Exercise description:
Swap every "flower" for "blossom" in the material below and reproduce its lines with nothing else changed. Leave the pictures out of your answer.

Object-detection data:
--- Start ---
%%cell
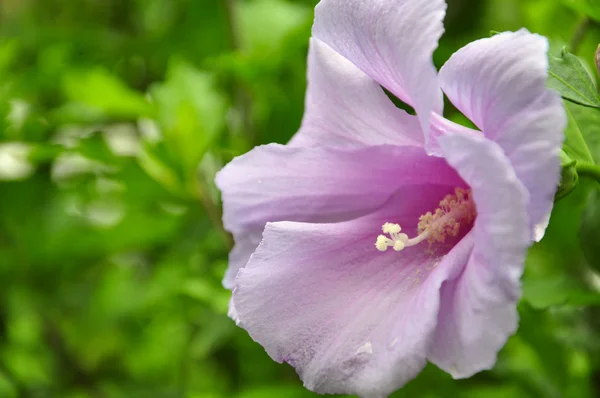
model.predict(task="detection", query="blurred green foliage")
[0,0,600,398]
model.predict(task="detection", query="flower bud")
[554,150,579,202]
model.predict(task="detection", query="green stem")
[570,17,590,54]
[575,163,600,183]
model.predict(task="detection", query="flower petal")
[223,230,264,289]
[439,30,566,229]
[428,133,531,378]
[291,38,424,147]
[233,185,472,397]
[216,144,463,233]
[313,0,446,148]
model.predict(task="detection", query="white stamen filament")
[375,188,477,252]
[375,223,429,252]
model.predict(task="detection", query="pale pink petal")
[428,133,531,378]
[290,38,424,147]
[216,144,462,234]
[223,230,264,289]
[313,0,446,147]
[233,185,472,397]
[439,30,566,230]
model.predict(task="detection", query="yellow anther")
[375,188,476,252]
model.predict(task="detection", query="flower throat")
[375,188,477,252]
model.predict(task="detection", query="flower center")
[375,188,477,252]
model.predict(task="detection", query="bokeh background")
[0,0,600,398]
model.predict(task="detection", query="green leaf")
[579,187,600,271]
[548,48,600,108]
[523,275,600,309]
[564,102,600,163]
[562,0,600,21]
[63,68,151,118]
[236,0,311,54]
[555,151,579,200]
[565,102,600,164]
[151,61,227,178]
--- End ---
Written answer:
%%cell
model.predict(task="detection", query="blurred green foliage")
[0,0,600,398]
model.predict(task="detection", query="blossom bud")
[554,150,579,202]
model.predict(task="detection", query="green stem")
[570,17,590,54]
[575,163,600,183]
model.predict(task="detection", query="blossom petal")
[223,230,264,289]
[439,30,566,229]
[428,133,531,378]
[291,38,424,147]
[233,185,472,397]
[216,144,463,233]
[313,0,446,148]
model.predict(task="detection", query="white stamen filament")
[375,188,477,252]
[375,223,429,252]
model.predict(task="detection", query="pale pink petal")
[428,133,531,378]
[290,38,424,147]
[216,144,462,234]
[223,230,264,289]
[313,0,446,147]
[233,185,472,397]
[439,30,566,230]
model.predict(task="detection", query="yellow anther")
[375,188,476,252]
model.predict(task="detection", query="blossom throat")
[375,188,477,252]
model.predict(task="detection", query="blossom center")
[375,188,477,252]
model.predict(task="detection", query="bokeh background")
[0,0,600,398]
model.predict(task="detection", query="green leaf")
[579,187,600,271]
[548,48,600,108]
[523,275,600,309]
[564,102,600,163]
[562,0,600,21]
[63,68,151,118]
[236,0,311,54]
[555,151,579,200]
[565,102,600,164]
[151,61,227,178]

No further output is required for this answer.